## Reading passage

══════

For many, asthma is a manageable condition. With the help of medicated inhalers or other treatments, students and workers may be able to carry on their normal activities, without requiring disability leave or assistance from programs such as Social Security disability insurance.
Yet not even the most conscientious asthma patients might escape hospitalization in September, however. According to clinical studies, September is the month when asthma hospitalizations peak. That fact may explain the timing behind the Environmental Protection Agency's new series of advertisements about childhood asthma.
The agency recently launched the public service advertisements to provide prevention tips against asthma attacks. Asthma is marked by symptoms of chronic inflammation of the bronchial tubes, often triggered by environmental influences that may include smoke, allergens, dust or infection. The EPA advertisements suggest that parents can help to remove triggers from a child’s environment by frequent vacuuming, not smoking indoors, and cleaning mold or mildew.

══════

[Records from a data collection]
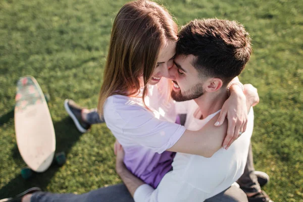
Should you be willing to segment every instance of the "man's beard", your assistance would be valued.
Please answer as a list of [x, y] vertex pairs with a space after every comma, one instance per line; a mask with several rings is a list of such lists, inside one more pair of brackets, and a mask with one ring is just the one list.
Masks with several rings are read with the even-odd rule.
[[203, 84], [199, 83], [196, 85], [190, 90], [185, 92], [182, 95], [180, 90], [178, 91], [172, 91], [172, 98], [177, 102], [183, 102], [197, 98], [204, 94]]

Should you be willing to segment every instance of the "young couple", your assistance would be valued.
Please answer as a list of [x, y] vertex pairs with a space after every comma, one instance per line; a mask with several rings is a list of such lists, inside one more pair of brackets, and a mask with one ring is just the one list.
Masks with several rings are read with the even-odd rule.
[[[251, 52], [248, 33], [234, 21], [196, 20], [178, 34], [155, 3], [126, 4], [112, 30], [102, 118], [65, 103], [83, 132], [104, 117], [117, 139], [116, 171], [125, 185], [81, 195], [34, 187], [3, 201], [271, 201], [250, 144], [258, 93], [237, 77]], [[187, 114], [185, 127], [175, 123], [180, 114]]]

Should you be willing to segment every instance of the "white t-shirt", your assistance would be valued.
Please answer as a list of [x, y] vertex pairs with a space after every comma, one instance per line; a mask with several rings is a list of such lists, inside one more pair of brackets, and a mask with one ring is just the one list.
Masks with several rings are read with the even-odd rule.
[[[189, 130], [199, 130], [220, 112], [200, 120], [196, 104], [192, 100], [189, 106], [185, 123]], [[210, 158], [177, 153], [173, 171], [164, 176], [156, 189], [146, 184], [139, 187], [135, 201], [200, 202], [227, 189], [244, 172], [253, 127], [251, 108], [245, 132], [227, 150], [221, 148]]]
[[168, 82], [162, 78], [157, 85], [148, 86], [145, 102], [150, 111], [140, 97], [143, 89], [137, 97], [111, 96], [104, 107], [106, 124], [124, 149], [126, 167], [154, 187], [171, 168], [171, 154], [164, 152], [185, 130], [175, 123], [178, 112], [175, 103], [167, 99]]

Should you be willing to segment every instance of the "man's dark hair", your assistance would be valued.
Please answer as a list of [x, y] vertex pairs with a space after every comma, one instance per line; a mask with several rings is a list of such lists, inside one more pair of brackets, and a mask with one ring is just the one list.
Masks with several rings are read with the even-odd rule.
[[179, 32], [177, 55], [193, 55], [200, 74], [217, 77], [227, 85], [244, 69], [251, 53], [250, 38], [236, 21], [195, 20]]

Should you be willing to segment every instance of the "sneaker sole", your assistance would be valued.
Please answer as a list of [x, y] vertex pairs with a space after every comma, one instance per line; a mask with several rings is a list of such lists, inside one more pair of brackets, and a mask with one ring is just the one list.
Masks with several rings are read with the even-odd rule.
[[262, 171], [255, 171], [255, 174], [258, 177], [258, 181], [262, 187], [269, 182], [269, 176], [266, 173]]
[[69, 107], [68, 107], [68, 99], [66, 99], [65, 100], [64, 100], [64, 108], [65, 108], [65, 110], [66, 110], [66, 112], [67, 112], [68, 115], [74, 121], [74, 123], [75, 123], [75, 125], [76, 125], [77, 129], [78, 129], [78, 130], [82, 133], [86, 132], [87, 131], [87, 130], [85, 129], [81, 126], [80, 123], [79, 123], [79, 121], [78, 121], [78, 119], [77, 119], [75, 115], [74, 115], [74, 114], [73, 114]]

══════

## Prompt
Could you extend the article above on asthma and the EPA's prevention advertisements, picking up right after its last sentence?

## Result of this exercise
Mindful of their target demographic -- kids 16 years of age and younger -- the advertisements feature a puppet rock band. To reach a broad audience, the advertisements are also in both English and Spanish, and will be broadcast in a variety of mediums, including radio and online sites.
Of course, asthma may not end when an individual enters adulthood. For many Americans, the condition is a lifelong, chronic disease that may impact functioning at home and in the workplace. When it becomes unmanageable, the SSDI program might warrant a second look. In that process, an attorney might prove to be a useful guide.